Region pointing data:
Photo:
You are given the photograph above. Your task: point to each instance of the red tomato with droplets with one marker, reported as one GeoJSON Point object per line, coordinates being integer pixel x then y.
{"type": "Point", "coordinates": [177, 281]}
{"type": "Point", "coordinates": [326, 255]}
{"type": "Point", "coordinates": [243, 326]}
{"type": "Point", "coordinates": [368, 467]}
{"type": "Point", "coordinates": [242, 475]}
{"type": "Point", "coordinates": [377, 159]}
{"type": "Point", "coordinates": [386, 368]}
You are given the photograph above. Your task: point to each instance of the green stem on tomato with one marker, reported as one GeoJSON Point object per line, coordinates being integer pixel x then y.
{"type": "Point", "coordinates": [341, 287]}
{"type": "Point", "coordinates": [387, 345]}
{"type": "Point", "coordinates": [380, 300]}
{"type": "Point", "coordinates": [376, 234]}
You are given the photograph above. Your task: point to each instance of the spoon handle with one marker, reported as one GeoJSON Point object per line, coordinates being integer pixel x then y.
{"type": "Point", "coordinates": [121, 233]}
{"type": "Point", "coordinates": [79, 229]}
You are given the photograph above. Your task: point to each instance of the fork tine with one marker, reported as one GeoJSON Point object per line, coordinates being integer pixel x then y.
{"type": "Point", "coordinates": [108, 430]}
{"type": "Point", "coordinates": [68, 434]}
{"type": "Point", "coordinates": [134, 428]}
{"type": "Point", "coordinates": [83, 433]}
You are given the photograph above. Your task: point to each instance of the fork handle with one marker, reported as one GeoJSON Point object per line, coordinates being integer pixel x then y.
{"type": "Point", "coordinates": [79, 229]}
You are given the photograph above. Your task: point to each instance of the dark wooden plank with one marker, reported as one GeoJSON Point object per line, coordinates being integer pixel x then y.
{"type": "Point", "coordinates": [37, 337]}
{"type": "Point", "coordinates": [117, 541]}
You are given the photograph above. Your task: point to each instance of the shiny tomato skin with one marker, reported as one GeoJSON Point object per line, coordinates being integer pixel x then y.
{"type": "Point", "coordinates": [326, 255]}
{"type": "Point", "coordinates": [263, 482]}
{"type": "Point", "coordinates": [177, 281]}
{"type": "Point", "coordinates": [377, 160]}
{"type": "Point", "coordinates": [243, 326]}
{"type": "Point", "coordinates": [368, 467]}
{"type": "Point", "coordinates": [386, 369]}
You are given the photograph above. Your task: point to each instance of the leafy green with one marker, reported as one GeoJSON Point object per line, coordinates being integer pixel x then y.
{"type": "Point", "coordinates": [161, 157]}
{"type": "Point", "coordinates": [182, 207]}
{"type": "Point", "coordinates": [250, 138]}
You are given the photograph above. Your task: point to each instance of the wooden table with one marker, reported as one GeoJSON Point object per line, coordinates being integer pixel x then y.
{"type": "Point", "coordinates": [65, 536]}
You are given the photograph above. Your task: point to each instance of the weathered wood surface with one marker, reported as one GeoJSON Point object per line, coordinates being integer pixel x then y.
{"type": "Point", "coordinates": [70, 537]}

...

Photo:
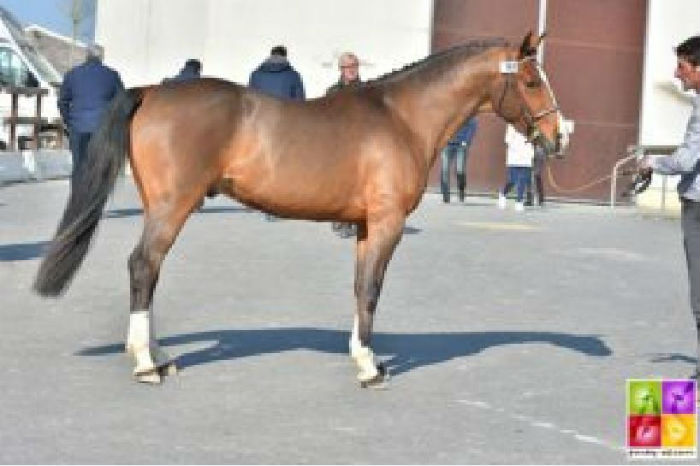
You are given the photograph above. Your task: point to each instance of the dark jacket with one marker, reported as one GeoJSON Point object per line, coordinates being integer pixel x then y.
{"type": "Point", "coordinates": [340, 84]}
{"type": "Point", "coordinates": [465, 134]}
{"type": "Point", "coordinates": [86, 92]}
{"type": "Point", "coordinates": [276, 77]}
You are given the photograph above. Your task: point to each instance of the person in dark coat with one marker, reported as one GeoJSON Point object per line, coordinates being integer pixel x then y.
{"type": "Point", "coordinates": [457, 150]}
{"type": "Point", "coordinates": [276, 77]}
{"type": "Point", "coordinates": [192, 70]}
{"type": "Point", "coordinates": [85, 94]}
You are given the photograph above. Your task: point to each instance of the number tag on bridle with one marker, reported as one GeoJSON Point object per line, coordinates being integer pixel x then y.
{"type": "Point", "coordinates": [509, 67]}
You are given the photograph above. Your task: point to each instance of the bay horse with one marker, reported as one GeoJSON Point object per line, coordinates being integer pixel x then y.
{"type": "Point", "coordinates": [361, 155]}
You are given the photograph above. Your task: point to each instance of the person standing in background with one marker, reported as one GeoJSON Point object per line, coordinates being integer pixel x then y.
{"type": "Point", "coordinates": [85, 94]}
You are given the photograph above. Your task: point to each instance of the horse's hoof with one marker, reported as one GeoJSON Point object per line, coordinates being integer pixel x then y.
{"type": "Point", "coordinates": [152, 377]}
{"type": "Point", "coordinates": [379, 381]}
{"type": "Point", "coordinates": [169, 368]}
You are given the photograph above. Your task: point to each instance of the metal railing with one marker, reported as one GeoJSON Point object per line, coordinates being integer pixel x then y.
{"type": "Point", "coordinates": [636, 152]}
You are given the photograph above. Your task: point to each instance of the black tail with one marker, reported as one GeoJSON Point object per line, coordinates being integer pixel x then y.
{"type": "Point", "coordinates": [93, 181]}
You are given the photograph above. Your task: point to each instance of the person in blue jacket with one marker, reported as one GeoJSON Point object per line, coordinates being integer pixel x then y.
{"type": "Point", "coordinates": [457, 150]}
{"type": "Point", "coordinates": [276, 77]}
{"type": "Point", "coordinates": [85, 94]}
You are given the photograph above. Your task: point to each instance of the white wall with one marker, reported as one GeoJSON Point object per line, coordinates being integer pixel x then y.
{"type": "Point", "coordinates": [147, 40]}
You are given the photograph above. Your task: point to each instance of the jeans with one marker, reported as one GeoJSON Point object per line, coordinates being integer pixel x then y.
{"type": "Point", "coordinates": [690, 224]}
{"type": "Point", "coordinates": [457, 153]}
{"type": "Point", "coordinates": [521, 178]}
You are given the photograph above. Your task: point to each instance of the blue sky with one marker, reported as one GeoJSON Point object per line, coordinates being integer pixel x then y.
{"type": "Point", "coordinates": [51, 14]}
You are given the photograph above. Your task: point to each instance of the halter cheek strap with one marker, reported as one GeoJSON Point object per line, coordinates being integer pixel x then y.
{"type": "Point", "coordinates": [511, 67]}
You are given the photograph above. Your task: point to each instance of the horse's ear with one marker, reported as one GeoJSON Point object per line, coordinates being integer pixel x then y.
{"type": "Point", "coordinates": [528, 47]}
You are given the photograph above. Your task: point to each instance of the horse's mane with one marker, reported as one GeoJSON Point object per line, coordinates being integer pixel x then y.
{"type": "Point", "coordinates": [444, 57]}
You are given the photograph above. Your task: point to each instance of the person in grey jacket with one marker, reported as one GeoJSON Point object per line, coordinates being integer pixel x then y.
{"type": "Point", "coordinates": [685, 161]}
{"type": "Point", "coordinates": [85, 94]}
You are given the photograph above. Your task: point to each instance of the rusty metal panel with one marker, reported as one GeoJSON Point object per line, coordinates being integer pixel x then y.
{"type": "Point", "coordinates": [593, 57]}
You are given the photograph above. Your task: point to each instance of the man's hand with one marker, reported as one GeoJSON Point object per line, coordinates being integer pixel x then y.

--

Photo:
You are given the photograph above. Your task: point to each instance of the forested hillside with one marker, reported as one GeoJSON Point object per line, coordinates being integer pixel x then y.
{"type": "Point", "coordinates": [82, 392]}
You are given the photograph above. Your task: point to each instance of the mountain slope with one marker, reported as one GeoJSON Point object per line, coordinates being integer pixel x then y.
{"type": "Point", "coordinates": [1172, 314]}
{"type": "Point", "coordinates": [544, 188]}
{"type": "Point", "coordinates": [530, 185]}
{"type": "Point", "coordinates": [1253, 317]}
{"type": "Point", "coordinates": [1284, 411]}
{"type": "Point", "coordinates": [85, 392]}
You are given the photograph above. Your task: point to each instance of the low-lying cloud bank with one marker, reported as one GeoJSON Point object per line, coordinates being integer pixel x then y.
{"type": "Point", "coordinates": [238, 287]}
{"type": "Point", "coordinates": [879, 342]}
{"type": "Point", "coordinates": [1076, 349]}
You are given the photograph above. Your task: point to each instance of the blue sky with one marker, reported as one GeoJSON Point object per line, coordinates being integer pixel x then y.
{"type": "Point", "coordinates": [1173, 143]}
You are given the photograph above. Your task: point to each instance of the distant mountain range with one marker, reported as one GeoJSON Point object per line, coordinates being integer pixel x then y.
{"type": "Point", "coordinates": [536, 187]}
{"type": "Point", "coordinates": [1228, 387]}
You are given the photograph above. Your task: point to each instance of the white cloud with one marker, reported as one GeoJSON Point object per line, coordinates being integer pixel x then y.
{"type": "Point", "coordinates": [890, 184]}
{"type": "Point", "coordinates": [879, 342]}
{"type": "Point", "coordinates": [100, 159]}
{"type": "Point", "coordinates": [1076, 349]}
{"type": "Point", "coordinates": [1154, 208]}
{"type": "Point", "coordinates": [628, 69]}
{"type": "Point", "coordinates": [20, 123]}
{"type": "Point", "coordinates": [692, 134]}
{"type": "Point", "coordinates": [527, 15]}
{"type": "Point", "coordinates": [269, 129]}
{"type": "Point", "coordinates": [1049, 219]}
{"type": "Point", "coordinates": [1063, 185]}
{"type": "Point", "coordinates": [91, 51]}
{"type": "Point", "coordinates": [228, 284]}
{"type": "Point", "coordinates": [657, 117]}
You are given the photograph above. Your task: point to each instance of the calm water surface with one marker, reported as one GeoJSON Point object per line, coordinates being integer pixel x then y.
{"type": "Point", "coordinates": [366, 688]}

Instructions to follow:
Give back exactly the lines above starting at the line where "person in grey" appears and ending at the line where "of the man's" appears, both included, with no other lines.

Exercise output:
You are given the photograph above. Your task: point to each instance of the person in grey jacket with one marker, reported as one GeoJSON Point object per line, coordinates being integer pixel x then y.
{"type": "Point", "coordinates": [685, 161]}
{"type": "Point", "coordinates": [85, 94]}
You are given the photograph above. Your task: point to each instance of the rusty metal panel with one marker, reported as one GeoJSON Point object per line, coordinates being integer pixel x then y.
{"type": "Point", "coordinates": [593, 57]}
You are given the photograph above. Your task: point to each instance of the man's hand with one marker, reported as one GeoJSON Point object per line, coordinates being integer pixel x then y.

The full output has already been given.